> _Work instructions_
Using the review of A Good Enough Love, mark each statement yes or no and back each verdict with the deciding words quoted from the review: (a) Tea With The Taliban was published by Smokestack in 2012; (b) the first section of A Good Enough Love is titled 'Recycling Love'; (c) in 'Complicity' the speaker is consumed by jealousy.

> _Provided text_
[Start of Attachment]

Review: A Good Enough Love reviewed by Josh Ekroy for Londongrip

Josh Ekroy observes that Owen Gallagher has attempted a monumental task in his latest collection

Owen Gallagher’s collection Tea With The Taliban (Smokestack, 2012) was more subversive than this. It addressed more public issues and his poems have appeared in The Morning Star (now, surely, more than ever a badge of honour) as well as the leftist website, Militant Thistles.

A Good Enough Love, through carefully crafted statements, is more interested in the personal interchanges involved in love and sex . It’s salted with wit and astute insight. The first section, which is often rueful, is called ‘Recycling Love’:

Unable to make her come 
once again, I lie back whilst she gropes
for the vibrator,
and listen to its hum.
                                 (‘Complicity’)

I like the placing of that once again, don’t you? The woman is having an affair, and the speaker is acquiescent, surprised by his own lack of jealousy. The overt rhyme is fairly typical of many of these sideways sallies into the bedroom.

[End of Attachment]

> _Source data_
[Start of Attachment]

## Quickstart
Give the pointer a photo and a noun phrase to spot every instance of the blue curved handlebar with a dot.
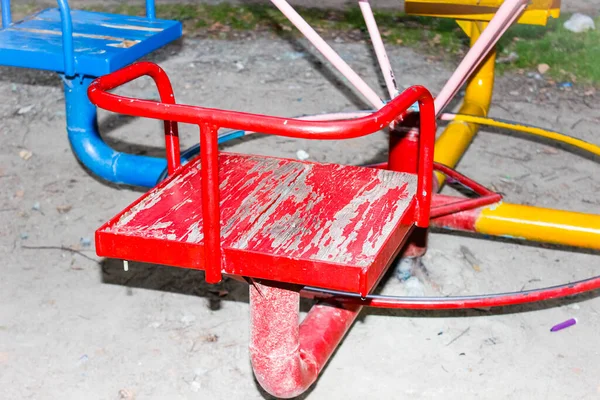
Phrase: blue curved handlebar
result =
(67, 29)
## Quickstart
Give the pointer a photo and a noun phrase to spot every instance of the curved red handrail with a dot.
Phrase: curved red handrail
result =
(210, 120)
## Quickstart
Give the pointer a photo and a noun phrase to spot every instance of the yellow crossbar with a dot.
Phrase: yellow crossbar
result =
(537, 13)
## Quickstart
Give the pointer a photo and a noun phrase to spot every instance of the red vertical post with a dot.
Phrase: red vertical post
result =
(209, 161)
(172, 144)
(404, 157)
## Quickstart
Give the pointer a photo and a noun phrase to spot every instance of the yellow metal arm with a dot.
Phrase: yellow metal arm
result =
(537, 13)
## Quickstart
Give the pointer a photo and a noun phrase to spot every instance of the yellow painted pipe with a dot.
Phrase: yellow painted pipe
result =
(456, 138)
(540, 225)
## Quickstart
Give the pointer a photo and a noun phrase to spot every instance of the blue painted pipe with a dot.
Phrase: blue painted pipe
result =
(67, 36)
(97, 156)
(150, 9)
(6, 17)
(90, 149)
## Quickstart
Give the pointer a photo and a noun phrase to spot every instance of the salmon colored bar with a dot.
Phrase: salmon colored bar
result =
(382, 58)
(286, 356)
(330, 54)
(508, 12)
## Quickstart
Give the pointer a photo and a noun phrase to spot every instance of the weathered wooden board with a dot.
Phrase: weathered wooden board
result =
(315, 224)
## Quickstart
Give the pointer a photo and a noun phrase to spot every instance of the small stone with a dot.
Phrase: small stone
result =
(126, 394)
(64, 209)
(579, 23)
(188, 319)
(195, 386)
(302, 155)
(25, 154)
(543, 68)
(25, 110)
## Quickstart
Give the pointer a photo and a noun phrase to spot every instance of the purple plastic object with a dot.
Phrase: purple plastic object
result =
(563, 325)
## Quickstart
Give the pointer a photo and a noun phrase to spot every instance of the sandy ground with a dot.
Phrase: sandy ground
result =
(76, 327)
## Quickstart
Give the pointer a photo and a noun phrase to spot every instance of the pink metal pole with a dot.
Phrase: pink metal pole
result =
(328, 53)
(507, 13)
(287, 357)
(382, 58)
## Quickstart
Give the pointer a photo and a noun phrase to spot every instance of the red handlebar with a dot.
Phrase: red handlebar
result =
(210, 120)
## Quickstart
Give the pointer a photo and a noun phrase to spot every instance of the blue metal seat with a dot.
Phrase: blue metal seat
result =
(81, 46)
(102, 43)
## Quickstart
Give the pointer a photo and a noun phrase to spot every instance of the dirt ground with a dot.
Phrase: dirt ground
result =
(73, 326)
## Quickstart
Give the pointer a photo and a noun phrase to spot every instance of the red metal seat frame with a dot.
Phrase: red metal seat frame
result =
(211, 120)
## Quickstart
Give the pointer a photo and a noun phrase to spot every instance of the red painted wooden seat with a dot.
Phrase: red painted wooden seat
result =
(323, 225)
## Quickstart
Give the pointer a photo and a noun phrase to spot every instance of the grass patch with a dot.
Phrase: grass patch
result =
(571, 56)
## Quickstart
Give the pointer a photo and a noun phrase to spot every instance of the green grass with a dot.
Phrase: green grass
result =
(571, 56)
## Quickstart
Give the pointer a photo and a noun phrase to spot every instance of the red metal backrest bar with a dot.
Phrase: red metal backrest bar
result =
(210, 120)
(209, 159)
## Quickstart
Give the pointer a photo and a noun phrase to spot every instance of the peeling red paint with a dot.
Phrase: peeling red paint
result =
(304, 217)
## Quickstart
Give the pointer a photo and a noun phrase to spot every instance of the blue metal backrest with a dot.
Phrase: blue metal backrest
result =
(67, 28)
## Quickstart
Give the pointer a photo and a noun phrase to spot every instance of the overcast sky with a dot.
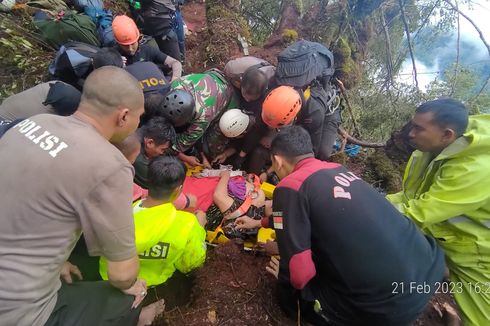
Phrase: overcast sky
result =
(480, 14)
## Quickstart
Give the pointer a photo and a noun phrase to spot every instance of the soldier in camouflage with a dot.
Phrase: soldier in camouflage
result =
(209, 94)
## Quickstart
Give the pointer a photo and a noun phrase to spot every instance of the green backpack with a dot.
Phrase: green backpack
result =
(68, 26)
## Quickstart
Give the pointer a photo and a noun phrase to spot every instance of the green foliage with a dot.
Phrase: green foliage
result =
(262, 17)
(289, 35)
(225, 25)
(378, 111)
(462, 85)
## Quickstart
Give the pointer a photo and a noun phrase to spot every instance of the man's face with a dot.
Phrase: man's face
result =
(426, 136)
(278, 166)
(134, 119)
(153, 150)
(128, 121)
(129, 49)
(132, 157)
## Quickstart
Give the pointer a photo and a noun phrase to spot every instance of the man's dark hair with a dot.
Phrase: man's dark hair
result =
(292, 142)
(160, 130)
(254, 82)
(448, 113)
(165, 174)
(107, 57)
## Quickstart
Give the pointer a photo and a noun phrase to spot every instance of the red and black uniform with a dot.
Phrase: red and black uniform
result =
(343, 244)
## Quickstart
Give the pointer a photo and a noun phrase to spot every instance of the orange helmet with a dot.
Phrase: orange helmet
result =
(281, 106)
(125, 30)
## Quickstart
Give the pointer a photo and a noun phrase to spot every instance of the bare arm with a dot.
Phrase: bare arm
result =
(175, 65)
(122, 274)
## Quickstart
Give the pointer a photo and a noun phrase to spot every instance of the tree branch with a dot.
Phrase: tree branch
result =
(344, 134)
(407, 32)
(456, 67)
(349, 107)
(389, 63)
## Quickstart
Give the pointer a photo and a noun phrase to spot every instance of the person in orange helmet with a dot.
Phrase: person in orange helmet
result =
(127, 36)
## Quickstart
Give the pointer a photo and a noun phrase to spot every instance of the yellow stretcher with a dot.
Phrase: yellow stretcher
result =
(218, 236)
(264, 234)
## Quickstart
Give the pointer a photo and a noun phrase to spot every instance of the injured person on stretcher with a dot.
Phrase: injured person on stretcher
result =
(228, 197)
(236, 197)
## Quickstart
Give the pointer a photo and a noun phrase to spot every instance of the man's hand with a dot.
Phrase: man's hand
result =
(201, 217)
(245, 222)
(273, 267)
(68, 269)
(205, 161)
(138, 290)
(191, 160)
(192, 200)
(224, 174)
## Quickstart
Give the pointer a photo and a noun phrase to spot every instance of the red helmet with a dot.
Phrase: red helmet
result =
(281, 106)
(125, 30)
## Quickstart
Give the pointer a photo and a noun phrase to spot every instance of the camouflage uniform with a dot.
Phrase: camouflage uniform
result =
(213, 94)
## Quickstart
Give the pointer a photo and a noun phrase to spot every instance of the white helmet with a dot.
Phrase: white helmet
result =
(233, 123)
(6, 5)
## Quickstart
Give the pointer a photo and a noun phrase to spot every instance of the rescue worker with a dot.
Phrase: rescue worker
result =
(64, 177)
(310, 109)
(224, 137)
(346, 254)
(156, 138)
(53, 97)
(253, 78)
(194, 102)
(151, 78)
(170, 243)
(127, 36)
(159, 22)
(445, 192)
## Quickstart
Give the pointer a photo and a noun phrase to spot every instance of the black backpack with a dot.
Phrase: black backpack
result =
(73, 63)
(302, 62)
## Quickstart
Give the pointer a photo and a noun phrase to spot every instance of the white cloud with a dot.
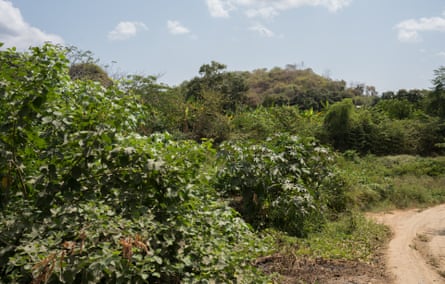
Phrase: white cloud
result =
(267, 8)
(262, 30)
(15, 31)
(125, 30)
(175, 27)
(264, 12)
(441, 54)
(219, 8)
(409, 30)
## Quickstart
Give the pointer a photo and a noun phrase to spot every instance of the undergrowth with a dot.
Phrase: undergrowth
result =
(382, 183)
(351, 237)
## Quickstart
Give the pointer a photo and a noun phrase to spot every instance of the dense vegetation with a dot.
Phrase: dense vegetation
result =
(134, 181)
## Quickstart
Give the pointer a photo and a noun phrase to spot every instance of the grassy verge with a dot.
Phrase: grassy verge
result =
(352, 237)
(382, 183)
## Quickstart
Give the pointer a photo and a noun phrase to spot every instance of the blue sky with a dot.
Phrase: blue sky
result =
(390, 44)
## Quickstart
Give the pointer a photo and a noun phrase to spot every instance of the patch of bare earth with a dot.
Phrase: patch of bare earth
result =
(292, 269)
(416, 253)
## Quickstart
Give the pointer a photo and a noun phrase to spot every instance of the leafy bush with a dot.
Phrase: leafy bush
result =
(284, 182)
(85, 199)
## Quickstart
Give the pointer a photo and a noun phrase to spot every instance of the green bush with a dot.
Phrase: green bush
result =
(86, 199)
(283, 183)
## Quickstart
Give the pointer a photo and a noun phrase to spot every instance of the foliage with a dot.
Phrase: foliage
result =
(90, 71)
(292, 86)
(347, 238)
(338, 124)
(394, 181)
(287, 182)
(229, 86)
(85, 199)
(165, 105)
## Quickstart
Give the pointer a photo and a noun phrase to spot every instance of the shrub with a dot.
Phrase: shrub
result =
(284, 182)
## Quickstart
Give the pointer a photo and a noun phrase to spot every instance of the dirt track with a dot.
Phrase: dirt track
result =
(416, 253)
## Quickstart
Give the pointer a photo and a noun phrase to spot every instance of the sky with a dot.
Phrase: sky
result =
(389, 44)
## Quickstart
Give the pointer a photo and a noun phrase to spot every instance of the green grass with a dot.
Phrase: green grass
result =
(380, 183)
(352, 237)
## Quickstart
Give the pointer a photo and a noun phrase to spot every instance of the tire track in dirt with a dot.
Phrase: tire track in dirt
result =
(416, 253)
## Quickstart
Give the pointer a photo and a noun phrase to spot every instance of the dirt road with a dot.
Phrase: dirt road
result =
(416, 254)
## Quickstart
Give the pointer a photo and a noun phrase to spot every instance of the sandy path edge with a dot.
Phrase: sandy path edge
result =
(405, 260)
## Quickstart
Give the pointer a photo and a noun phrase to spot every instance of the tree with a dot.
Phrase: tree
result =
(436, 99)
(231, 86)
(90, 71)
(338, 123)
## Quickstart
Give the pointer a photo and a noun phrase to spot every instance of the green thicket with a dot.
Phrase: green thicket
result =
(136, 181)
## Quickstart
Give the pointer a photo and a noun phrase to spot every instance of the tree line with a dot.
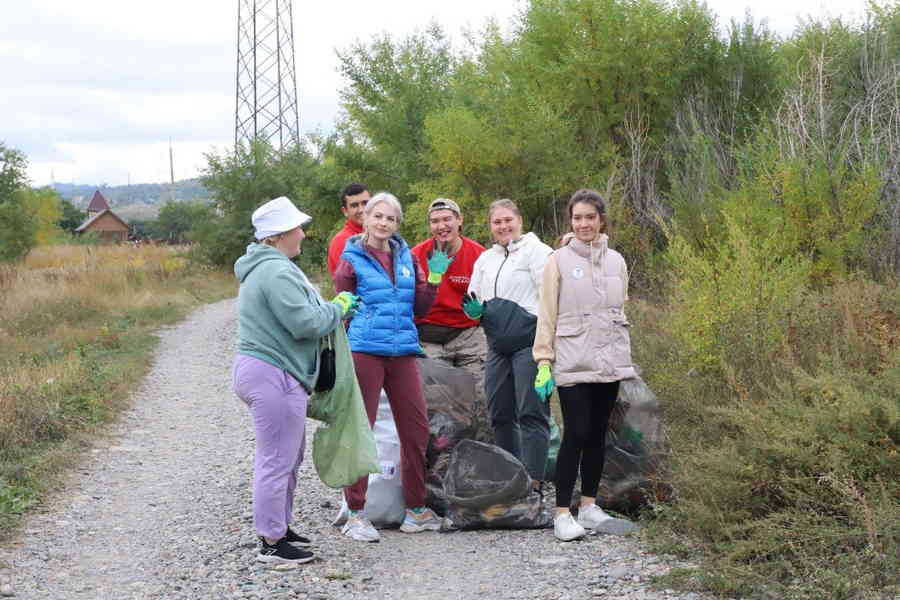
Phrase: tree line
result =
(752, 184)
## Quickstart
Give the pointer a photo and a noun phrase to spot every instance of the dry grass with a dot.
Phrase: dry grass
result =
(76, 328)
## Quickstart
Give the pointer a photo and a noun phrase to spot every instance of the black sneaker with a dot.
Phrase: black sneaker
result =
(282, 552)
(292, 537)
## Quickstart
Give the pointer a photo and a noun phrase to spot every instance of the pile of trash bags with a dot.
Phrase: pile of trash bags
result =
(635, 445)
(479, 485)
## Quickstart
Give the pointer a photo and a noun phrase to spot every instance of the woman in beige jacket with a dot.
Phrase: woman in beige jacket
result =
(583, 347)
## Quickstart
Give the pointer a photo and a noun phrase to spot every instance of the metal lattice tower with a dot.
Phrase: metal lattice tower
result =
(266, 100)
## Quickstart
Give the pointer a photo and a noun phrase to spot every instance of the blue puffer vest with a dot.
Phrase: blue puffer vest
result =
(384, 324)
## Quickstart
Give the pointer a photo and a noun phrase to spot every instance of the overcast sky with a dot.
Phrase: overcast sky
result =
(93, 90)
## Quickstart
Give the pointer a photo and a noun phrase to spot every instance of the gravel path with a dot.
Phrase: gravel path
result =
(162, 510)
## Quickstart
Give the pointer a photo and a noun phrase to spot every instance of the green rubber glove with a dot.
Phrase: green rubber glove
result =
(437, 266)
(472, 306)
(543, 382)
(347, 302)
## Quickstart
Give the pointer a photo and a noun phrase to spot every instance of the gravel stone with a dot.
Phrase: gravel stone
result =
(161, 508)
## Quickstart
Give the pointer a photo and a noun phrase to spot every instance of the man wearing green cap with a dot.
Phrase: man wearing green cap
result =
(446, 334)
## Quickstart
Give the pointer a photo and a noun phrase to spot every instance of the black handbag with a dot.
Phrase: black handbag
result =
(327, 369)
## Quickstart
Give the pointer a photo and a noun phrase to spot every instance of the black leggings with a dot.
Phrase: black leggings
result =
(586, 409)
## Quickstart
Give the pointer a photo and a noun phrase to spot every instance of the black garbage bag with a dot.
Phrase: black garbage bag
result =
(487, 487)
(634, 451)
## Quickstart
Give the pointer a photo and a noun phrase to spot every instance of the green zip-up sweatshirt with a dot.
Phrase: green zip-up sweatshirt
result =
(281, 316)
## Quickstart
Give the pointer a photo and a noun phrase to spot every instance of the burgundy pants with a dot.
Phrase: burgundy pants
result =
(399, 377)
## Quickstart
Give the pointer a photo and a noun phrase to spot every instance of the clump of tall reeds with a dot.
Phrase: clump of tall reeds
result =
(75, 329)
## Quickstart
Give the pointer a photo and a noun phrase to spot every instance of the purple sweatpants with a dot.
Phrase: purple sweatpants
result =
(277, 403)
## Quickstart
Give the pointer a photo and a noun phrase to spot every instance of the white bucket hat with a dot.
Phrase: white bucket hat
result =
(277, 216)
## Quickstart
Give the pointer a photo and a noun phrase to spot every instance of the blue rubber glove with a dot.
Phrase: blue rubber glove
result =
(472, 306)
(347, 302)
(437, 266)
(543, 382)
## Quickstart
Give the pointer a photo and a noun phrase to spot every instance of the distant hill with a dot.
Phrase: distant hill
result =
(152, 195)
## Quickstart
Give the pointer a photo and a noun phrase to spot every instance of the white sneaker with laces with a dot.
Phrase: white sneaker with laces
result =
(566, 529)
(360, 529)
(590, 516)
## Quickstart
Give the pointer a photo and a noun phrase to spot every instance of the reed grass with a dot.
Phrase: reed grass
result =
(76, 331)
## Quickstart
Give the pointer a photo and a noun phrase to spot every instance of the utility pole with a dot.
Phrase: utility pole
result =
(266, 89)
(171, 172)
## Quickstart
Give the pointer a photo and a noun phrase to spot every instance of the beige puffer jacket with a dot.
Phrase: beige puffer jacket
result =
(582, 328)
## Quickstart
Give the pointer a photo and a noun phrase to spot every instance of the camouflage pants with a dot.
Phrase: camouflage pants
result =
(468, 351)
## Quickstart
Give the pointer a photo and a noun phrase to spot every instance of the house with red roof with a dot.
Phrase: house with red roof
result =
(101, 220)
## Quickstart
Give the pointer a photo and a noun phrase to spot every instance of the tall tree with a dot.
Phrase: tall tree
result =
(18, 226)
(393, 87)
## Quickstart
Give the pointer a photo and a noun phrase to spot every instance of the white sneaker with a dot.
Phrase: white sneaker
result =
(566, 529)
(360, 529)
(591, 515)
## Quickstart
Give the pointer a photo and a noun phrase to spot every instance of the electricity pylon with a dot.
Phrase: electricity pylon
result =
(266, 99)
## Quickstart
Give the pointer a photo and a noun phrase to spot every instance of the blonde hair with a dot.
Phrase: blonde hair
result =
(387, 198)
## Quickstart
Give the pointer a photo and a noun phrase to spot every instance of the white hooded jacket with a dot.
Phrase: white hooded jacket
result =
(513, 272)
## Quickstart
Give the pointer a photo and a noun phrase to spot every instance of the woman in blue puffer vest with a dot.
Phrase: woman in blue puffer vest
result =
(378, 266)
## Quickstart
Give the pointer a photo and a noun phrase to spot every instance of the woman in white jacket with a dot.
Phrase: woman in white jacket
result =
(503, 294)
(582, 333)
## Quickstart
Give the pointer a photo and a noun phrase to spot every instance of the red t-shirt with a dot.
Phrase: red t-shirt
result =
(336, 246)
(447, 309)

[End of Attachment]

> _Answer below_
(a) Yes: "Tea With The Taliban (Smokestack, 2012)"
(b) Yes: "The first section, which is often rueful, is called ‘Recycling Love’"
(c) No: "the speaker is acquiescent, surprised by his own lack of jealousy"